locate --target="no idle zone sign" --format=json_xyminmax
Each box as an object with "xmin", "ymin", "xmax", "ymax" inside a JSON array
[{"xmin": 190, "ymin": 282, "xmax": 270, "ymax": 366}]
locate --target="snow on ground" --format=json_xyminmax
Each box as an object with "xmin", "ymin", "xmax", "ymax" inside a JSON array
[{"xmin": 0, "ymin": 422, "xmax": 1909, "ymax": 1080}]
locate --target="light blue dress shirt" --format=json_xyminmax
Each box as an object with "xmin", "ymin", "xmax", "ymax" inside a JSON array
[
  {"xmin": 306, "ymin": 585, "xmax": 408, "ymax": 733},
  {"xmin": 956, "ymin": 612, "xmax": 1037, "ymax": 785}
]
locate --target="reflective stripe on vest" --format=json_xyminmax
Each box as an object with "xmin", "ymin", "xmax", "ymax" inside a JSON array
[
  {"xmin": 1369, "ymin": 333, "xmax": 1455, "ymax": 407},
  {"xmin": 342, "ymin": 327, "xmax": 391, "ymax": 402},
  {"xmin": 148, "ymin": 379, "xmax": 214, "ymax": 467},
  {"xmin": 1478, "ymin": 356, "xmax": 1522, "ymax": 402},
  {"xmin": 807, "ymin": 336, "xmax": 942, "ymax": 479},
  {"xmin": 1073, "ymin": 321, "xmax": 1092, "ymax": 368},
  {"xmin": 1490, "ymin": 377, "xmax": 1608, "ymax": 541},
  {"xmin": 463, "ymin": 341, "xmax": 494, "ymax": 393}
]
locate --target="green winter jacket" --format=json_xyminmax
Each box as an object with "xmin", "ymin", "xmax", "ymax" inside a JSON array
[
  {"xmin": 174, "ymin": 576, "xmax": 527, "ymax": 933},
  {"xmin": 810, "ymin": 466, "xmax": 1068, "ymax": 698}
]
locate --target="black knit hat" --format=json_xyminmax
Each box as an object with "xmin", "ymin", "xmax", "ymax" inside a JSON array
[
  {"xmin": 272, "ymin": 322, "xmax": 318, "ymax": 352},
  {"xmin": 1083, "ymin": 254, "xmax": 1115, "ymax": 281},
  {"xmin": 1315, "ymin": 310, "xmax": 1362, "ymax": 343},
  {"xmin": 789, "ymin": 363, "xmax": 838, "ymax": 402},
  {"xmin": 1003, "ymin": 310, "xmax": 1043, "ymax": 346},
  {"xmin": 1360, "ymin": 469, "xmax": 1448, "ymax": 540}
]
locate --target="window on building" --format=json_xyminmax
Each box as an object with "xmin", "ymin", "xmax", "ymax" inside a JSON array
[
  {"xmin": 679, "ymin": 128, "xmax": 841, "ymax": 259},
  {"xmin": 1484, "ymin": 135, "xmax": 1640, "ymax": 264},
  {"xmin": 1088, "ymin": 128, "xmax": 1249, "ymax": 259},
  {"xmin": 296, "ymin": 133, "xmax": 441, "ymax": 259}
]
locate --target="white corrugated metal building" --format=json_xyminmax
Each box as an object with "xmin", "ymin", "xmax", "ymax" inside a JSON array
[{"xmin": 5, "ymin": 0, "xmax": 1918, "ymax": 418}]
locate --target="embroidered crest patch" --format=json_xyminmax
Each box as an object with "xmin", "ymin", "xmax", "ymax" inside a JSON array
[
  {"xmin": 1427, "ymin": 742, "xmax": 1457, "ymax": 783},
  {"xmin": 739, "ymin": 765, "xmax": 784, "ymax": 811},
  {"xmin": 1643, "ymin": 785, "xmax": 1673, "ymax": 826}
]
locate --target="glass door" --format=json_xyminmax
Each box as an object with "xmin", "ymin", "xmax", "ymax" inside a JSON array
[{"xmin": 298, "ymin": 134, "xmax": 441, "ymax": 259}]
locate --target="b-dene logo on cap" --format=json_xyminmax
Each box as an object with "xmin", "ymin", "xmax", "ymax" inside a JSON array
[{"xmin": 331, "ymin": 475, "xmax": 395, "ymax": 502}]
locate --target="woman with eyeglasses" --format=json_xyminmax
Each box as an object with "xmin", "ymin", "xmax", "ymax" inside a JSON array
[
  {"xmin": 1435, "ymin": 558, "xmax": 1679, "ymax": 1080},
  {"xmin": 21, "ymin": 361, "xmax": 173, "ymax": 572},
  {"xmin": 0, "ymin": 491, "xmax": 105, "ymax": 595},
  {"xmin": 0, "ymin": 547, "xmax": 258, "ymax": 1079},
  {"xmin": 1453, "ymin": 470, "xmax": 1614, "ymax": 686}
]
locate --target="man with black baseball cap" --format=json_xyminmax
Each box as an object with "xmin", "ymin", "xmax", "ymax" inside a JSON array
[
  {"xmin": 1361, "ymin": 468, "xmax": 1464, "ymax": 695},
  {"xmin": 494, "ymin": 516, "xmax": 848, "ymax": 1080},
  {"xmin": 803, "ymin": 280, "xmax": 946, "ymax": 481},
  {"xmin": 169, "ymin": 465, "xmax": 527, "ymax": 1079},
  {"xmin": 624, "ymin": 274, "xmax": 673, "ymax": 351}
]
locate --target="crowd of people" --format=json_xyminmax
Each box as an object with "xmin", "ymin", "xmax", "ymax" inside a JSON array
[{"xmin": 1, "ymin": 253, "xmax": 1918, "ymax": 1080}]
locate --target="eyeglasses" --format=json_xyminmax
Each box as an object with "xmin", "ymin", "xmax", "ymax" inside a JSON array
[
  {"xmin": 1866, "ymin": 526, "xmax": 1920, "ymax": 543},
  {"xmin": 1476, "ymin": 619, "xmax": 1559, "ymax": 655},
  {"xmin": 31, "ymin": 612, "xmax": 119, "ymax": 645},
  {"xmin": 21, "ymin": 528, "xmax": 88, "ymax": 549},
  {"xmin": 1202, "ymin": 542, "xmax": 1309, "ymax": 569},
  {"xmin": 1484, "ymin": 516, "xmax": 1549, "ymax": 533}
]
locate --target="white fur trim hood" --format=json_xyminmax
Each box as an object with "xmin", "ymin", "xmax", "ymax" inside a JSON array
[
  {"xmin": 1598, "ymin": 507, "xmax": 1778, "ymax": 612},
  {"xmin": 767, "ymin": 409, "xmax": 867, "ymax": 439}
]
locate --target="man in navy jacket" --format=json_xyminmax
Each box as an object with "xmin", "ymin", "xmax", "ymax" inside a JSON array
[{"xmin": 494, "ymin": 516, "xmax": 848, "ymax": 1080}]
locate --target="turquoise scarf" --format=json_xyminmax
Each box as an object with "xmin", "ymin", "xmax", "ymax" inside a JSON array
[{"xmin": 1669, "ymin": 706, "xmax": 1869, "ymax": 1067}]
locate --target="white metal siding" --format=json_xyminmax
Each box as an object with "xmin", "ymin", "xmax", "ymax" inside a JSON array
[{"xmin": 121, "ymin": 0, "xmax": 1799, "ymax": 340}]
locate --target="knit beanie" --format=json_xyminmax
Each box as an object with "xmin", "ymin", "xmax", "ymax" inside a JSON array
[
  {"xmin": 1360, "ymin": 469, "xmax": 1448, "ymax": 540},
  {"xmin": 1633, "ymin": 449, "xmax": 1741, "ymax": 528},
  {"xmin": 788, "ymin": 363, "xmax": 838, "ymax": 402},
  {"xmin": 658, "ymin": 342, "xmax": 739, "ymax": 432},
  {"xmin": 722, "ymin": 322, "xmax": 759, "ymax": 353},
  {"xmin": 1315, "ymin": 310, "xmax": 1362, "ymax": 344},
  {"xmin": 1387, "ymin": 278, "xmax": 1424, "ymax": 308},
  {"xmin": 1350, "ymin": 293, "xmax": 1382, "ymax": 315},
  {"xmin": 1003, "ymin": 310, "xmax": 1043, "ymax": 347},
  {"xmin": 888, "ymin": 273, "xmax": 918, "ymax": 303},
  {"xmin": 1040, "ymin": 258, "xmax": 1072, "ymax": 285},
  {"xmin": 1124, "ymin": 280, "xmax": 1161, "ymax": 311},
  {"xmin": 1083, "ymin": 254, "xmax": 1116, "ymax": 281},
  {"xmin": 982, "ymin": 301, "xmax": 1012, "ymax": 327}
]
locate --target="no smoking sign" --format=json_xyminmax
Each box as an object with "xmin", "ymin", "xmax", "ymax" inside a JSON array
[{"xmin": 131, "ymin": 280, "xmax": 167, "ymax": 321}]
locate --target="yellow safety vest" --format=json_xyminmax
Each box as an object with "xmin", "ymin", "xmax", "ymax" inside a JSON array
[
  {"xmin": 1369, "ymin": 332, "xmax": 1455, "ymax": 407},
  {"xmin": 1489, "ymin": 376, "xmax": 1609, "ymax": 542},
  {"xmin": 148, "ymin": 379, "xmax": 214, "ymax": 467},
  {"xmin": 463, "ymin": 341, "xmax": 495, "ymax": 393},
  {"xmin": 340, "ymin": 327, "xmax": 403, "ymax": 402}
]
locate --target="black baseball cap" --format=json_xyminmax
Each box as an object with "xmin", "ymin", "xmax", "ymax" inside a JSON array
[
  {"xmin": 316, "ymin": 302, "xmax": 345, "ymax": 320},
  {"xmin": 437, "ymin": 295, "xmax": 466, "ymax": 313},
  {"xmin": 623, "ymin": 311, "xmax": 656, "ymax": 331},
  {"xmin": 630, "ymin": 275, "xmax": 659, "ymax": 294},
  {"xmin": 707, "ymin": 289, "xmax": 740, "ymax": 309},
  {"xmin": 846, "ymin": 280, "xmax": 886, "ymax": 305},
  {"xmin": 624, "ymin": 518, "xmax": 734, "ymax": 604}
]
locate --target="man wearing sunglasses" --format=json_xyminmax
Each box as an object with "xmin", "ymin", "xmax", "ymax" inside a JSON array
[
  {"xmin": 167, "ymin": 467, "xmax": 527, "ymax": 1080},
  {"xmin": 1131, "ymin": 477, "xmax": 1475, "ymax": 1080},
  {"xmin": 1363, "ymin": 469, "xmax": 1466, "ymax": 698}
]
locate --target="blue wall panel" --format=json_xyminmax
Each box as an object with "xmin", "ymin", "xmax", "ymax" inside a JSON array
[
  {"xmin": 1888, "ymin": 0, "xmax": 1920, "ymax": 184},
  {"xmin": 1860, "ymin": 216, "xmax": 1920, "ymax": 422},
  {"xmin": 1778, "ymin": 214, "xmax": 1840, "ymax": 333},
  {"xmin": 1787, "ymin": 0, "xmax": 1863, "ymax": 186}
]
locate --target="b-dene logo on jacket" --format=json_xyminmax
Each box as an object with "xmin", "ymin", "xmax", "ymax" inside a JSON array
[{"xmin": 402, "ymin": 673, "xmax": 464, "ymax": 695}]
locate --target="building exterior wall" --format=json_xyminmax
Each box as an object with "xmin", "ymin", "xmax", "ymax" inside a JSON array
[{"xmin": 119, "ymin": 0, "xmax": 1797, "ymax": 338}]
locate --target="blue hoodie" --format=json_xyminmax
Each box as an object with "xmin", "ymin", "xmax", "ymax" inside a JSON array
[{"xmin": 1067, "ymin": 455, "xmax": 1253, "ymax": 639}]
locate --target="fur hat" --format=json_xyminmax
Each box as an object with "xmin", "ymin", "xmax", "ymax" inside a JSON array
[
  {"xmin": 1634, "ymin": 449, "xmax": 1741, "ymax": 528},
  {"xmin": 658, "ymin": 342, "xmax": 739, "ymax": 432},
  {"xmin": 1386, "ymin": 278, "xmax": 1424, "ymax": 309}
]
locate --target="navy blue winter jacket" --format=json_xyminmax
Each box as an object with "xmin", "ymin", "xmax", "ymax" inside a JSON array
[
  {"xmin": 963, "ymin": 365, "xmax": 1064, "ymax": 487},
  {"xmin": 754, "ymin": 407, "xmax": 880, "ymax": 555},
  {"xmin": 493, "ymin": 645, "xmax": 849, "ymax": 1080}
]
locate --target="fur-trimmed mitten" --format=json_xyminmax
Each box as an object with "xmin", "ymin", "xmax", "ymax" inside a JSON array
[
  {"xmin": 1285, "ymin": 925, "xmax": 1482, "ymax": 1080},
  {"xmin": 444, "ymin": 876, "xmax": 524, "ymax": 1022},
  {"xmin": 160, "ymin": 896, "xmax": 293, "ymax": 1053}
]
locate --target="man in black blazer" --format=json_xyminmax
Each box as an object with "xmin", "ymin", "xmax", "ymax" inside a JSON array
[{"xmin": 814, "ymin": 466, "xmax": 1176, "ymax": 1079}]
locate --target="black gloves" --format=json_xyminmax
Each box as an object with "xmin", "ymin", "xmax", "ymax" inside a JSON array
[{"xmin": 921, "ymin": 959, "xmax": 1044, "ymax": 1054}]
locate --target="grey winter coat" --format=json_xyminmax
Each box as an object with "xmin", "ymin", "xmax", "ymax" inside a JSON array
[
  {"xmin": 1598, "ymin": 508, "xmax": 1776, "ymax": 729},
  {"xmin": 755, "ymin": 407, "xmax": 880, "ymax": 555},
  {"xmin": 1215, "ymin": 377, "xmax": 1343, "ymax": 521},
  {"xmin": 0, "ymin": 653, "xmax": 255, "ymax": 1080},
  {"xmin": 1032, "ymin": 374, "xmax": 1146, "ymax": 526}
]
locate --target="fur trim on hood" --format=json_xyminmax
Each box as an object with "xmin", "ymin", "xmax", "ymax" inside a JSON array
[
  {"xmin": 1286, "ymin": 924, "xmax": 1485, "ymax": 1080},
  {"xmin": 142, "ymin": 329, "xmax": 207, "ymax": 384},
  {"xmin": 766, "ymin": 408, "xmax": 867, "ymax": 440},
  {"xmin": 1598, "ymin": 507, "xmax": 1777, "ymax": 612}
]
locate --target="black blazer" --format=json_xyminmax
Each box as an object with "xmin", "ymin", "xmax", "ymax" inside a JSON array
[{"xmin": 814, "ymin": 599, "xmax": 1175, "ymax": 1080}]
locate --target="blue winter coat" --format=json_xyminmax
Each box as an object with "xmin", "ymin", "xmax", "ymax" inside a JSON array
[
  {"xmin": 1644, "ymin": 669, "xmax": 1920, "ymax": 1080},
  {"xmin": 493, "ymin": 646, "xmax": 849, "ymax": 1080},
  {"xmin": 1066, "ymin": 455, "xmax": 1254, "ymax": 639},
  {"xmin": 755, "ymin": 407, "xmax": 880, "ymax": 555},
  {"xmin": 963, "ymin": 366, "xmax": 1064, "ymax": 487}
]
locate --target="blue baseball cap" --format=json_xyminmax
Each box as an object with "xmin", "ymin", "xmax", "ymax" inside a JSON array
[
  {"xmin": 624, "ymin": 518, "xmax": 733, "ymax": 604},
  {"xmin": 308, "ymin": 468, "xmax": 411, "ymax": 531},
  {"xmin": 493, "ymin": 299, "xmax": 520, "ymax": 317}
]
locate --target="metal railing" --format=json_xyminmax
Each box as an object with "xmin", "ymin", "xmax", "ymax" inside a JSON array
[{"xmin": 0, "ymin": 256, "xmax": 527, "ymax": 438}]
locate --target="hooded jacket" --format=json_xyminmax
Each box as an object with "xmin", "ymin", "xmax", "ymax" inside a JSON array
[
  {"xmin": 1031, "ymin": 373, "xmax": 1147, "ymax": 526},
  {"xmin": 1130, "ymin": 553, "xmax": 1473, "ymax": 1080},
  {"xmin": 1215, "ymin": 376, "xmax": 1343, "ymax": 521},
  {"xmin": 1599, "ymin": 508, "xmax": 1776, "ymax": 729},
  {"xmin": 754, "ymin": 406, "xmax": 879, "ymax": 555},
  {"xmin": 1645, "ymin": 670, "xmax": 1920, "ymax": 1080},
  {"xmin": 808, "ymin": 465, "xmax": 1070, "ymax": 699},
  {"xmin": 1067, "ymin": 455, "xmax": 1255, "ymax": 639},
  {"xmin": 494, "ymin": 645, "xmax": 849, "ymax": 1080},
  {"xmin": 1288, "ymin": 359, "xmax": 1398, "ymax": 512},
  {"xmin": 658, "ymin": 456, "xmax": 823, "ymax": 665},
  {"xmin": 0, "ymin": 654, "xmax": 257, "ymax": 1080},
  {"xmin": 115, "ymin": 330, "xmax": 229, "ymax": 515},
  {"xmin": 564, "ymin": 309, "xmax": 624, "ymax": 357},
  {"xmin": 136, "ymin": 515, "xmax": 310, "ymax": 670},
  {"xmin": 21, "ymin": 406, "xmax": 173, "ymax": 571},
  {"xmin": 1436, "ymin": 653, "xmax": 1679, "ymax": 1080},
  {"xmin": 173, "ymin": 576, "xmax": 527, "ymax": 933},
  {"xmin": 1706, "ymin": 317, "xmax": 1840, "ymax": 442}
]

## Work request
Give the number of lines in the records above that contain the word "wall". Reply with that number alone.

## Solution to this problem
2